>> start Selected extract

I am solving the following Hard Leetcode SQL Question.
Link to Question: https://leetcode.com/problems/trips-and-users/
Question:
------------- ----------
| Column Name | Type |
------------- ----------
| id | int |
| client_id | int |
| driver_id | int |
| city_id | int |
| status | enum |
| request_at | date |
------------- ----------
id is the primary key for this table.
The table holds all taxi trips. Each trip has a unique id, while client_id and driver_id are foreign keys to the users_id at the Users table.
Status is an ENUM type of ('completed', 'cancelled_by_driver', 'cancelled_by_client').
------------- ----------
| Column Name | Type |
------------- ----------
| users_id | int |
| banned | enum |
| role | enum |
------------- ----------
users_id is the primary key for this table.
The table holds all users. Each user has a unique users_id, and role is an ENUM type of ('client', 'driver', 'partner').
banned is an ENUM type of ('Yes', 'No').
The cancellation rate is computed by dividing the number of canceled (by client or driver) requests with unbanned users by the total number of requests with unbanned users on that day.
Write a SQL query to find the cancellation rate of requests with unbanned users (both client and driver must not be banned) each day between "2013-10-01" and "2013-10-03". Round Cancellation Rate to two decimal points.
Return the result table in any order.
The query result format is in the following example.

>> end Selected extract

Tasks to complete -
(a) Rewrite the paragraph of the trips-and-users problem statement that begins "The table holds all taxi trips" as a short bulleted list, and keep its main facts.
(b) Quote the trips-and-users problem statement word for word, starting at the words "banned is an" and ending after the words "in any order.".

>> start Record list

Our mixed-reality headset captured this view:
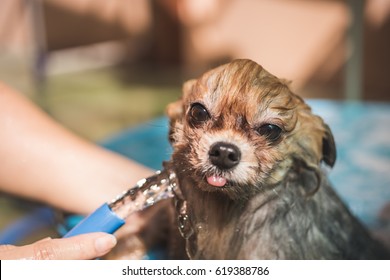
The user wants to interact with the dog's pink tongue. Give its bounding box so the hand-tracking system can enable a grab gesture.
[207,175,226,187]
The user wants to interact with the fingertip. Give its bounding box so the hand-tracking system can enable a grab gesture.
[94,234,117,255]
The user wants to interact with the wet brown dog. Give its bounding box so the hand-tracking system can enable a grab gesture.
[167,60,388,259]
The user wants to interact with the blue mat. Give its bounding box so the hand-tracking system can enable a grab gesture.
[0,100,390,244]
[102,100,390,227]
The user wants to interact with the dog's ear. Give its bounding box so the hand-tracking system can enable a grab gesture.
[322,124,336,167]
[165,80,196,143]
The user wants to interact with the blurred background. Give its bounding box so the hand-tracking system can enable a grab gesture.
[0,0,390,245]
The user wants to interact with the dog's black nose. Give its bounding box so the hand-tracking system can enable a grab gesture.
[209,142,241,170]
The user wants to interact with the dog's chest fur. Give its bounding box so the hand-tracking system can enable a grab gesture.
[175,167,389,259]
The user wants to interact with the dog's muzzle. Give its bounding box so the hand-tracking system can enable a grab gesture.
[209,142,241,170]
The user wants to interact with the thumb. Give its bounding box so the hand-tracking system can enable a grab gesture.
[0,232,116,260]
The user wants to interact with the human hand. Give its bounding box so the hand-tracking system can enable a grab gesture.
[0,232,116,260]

>> end Record list
>> start Record list

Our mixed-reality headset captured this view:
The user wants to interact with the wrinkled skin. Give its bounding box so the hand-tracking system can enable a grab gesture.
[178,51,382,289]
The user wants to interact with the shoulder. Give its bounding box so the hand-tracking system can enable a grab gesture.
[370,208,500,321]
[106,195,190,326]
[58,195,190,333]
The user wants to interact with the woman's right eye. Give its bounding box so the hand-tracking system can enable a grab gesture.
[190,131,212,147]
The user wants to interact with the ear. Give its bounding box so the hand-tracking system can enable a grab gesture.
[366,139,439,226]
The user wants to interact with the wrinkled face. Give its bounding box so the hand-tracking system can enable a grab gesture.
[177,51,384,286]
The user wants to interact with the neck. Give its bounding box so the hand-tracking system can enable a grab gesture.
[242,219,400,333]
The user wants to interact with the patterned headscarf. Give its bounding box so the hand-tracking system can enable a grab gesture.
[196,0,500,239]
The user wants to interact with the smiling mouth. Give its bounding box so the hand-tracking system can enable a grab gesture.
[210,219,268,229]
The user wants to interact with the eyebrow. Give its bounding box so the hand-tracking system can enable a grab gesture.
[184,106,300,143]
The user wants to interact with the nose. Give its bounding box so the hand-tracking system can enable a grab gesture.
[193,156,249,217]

>> end Record list
>> start Record list

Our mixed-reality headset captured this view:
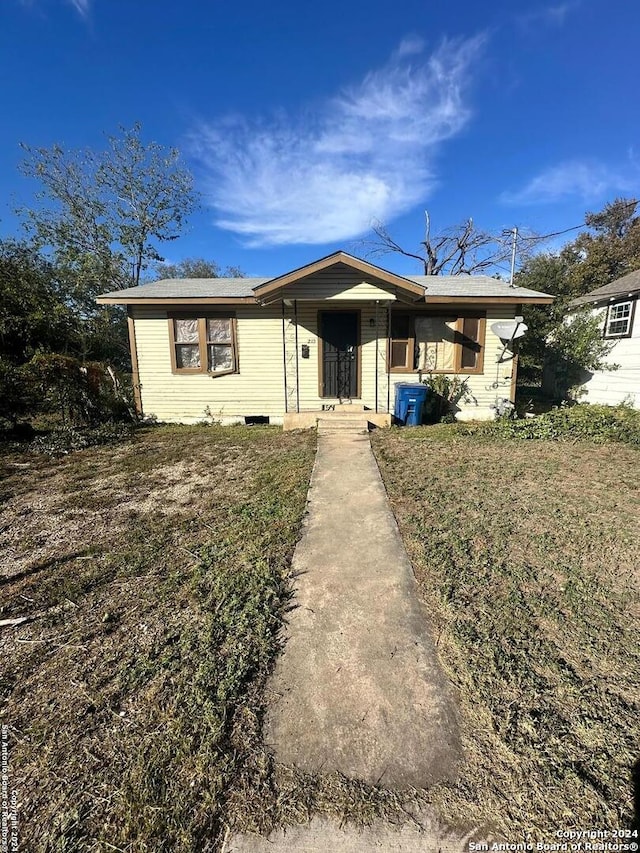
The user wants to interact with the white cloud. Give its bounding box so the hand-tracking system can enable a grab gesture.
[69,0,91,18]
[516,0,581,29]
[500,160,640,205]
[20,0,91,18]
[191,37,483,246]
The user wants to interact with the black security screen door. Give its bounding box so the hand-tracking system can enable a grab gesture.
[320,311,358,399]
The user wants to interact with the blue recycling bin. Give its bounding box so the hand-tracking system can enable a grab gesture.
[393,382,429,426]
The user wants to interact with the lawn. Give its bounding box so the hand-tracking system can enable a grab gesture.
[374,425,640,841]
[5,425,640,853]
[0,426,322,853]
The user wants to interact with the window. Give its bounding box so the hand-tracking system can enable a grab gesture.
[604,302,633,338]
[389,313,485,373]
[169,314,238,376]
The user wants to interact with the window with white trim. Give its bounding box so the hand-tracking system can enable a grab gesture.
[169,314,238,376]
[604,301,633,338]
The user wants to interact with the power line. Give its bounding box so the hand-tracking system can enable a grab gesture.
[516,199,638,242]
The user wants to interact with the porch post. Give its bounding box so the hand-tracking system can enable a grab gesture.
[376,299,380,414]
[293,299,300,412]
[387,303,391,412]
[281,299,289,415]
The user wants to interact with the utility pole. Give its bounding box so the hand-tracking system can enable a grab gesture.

>> end Record list

Solutions to each task -
(a)
- The table contains every taxi trip.
- Each trip has a unique id.
- client_id and driver_id are foreign keys that refer to users_id in the Users table.

(b)
banned is an ENUM type of ('Yes', 'No').
The cancellation rate is computed by dividing the number of canceled (by client or driver) requests with unbanned users by the total number of requests with unbanned users on that day.
Write a SQL query to find the cancellation rate of requests with unbanned users (both client and driver must not be banned) each day between "2013-10-01" and "2013-10-03". Round Cancellation Rate to two decimal points.
Return the result table in any order.